* **Yapılacak İşler**:
1. Sağanak ve rüzgar konulu metinde “Sağanaklar devam ediyor…” sözleriyle başlayıp “de ördekler eksin.” sözlerine kadar uzanan kısmın tamamını olduğu gibi yinele.
2. Sağanak ve rüzgar konulu metinde “Tabii, rüzgar bir şeyi daha gösteriyor” diye başlayan paragrafı, temel bilgilerini koruyarak madde işaretli bir liste hâlinde yeniden yaz.
3. Sağanak ve rüzgar konulu metni, son cümlesinden sonra kaldığı yerden sürdür.

* **Metin Bölümü**:
Sağanaklar devam ediyor… Yağışlar afete döndü… Bugünlerde, “kırk ikindi yağışları” olur, hafif yağar, uzun sürerdi. Şimdi ise, gök yarılmış gibi düşüyor… Hal böyle olunca; çukur yerler göle, cadde ve sokaklar nehre dönüyor. Bir de ördekler eksin.
***
Rüzgar, kentin ne kadar “pislik” içerisinde, yağışlar altyapının ne kadar yetersiz olduğunu gösteriyor bize.
***
Tabii, rüzgar bir şeyi daha gösteriyor; “insan davranışlarının” ne kadar “irrasyonel” olduğunu. Elimize ne geçerse atıyoruz, ortalığa, pislikten geçilmiyor. Rüzgar esince, ortaya çıkıyor. Havada, toz, poşet, kağıt, uçuşuyor. Haliyle, “hava kirliliğinin” önemli bir parametresi olan “havadaki toz” miktarı artıyor.

* **Çıkarılan Veriler**:

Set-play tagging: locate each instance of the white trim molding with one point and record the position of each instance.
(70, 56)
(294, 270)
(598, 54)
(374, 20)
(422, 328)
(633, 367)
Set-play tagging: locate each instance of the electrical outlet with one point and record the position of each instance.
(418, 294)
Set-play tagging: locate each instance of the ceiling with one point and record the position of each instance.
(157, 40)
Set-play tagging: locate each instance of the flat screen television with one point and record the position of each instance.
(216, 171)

* **Verilen Yanıtlar**:
1.
Sağanaklar devam ediyor… Yağışlar afete döndü… Bugünlerde, “kırk ikindi yağışları” olur, hafif yağar, uzun sürerdi. Şimdi ise, gök yarılmış gibi düşüyor… Hal böyle olunca; çukur yerler göle, cadde ve sokaklar nehre dönüyor. Bir de ördekler eksin.

2.
- Rüzgar, insan davranışlarının ne kadar irrasyonel olduğunu da gösteriyor.
- İnsanlar ellerine geçen her şeyi ortalığa atıyor ve her yer pislikle dolu.
- Rüzgar estiğinde bu pislik ortaya çıkıyor ve havada toz, poşet ve kağıt uçuşuyor.
- Bu nedenle hava kirliliğinin önemli bir parametresi olan havadaki toz miktarı artıyor.

3.
***
Ama ikincisi yani çukurların göle, yolların nehre dönüşmesinin kabahati belediyelerimize ait. Güzel, güzel park ve bahçeler; kaldırımlar yapıyorlar ama yağmur sularının deşarjı için yeterli altyapıyı beceremiyorlar. Haliyle, çoğu zaman da mizaha konu oluyor.
***
Bir de buna, kanalizasyondan ortaya saçılan kokuyu ilave edin. Şehrin bir bölümünde, kusura kalmayın, “bok kokusu” iyice hissediliyor, burnunuzun direği kırılıyor. Rüzgar nedeniyle, bu koku, evlere kadar çıkıyor.
***
Merak ediyorum, bundan şikayetçi olanlar, mesela, KASKİ’yi hiç mi uyarmıyorlar? Tabii, akla şu geliyor; acaba, insanlar yeterince su kullanmayıp, pislik deşarj edilemiyor mu? Hal böyle ise bunda, su fiyatlarının pahalı oluşu önemli bir neden mi? Bir de toplumda, yıkanma ve temizlik kültürü yeterince gelişmemiş mi?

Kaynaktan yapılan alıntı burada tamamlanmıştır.